TEXT SECTION
In my mind it never made much sense for books targeted at pegasi and earth ponies to be codices, which is what we usually understand when we think of the word "book": individual pages joined by a spine and wrapped in a more resistant material for cover. The usability for hoof users, even adjusting for extreme dexterity with mouths and tongues, would be awful. Besides, no matter how resistant the paper is and how careful the pony trying to read it, the amount of damage due to saliva and hard hooves hitting on paper would render books into pulp after a short while. So while unicorns wouldn't have problem with codices most of the pony population would.

So my take is that books for ponies in general would be long two-roller scrolls. A pony would hold it by its two rollers, whose ends would be sized in a convenient enough way for him to bite, then move it depositing it on a table, then go about unrolling one roller/rolling the other with his hooves while reading the contents, without at any point having to actually touch the paper itself. It'd also be a convenient format to store in saddle bags since different books could be easily identified apart from the rollers' ends appearance and those directly bitten into so as to retrieve the desired one.

General random access reference works such as dictionaries and encyclopedias would still have to be codices though, there's no convenient way to make them into scrolls, but they'd be made with much thicker and more resistant paper so as to avoid excessive damage. Similarly unicorn-only books (treatises on magic or the like) would be thinner-paged codices since they're easy for telekinetics to handle without damaging the contents.

As for everything else though, it'd most certainly be scrolls, all the time.

PS.: Some additional notes:

a) I think a typical format for the ends of the rollers would be hexagonal. That'd provide stability when trying to read a book on a non-perfectly-horizontal surface, for otherwise the roll could slip and go about unrolling by itself, a Very Bad Thing.

b) A typical accessory would be a reading box in which one would put a standard-sized scroll. It'd allow the reader to avoid opening the scroll on a dirty surface. It'd also probably have some kind of lateral openings to ease the process of rolling/unrolling the rollers.

DIRECTIONS
[1] Could you return, word for word, the stretch of the essay on pony book formats that begins at the words "General random access" and stops after "all the time."?
[2] How would the essay on scrolls as books for ponies go on? Supply the next part, picking up after its final sentence.

SOURCE MATERIAL
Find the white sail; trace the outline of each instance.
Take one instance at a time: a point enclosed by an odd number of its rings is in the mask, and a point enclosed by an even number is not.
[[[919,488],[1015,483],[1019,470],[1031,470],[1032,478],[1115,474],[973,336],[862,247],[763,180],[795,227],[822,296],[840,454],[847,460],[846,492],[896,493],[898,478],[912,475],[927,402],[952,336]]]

EXERCISE ANSWERS
[1]
General random access reference works such as dictionaries and encyclopedias would still have to be codices though, there's no convenient way to make them into scrolls, but they'd be made with much thicker and more resistant paper so as to avoid excessive damage. Similarly unicorn-only books (treatises on magic or the like) would be thinner-paged codices since they're easy for telekinetics to handle without damaging the contents.

As for everything else though, it'd most certainly be scrolls, all the time.

[2]
c) A deluxe book would probably be sold with its own artistically produced reading box, being the equivalent of our hardcover codices and providing both extra protection as well as that feeling of owning something expensive.

d) On a TCB setting these differences on what a book is/isn't/should be (including the extra category of digital ones) could work as background for some interesting tidbit cultural commentaries both from the perspective of humans and native ponies alike.

i think people have been using scrolls as that is what the main "letter" system is.
but i have seen a few instances where each page of the "book" has had a tab added to allow easier flipping of said pages.

then again it also depends on how you view ponies in general.
for instance if you think pegasai wings can double as "hands" then there is no change for them.
and there is also the "invisible hands" effect as well, where anyone with hooves basically has hands. a good example is dash in "read it and weep" and octavia and her bow
and pinkie as... well pinkie.
so there is that.
but also depending on how... "thriving" the world is there is also touch screens and "holo" screens.

2404259
Yes, but I think of these also more in historical terms. As a matter of course it's presumable scrolls would have developed first as they did in our world. And given pony physiology my guess is that different from what happened here the format would have remained popular.

But it all depends on whether you take ponies' dexterity as a magical, physical or in-between ability. If magical then sure, for all practical purposes they have hands and can use them as such so general codex usage makes sense. If physical then them playing string instruments is due more to them being very good at using the small features of their hooves to pull and push the strings rather than telekinetically controlling them, which is the scenario I have in mind for scroll books remaining the default. And the in-between option would have ponies with more and ponies with less telekinetically-enhanced hoof dexterity, hence a situation that on average would still favor scrolls over codices as the general case.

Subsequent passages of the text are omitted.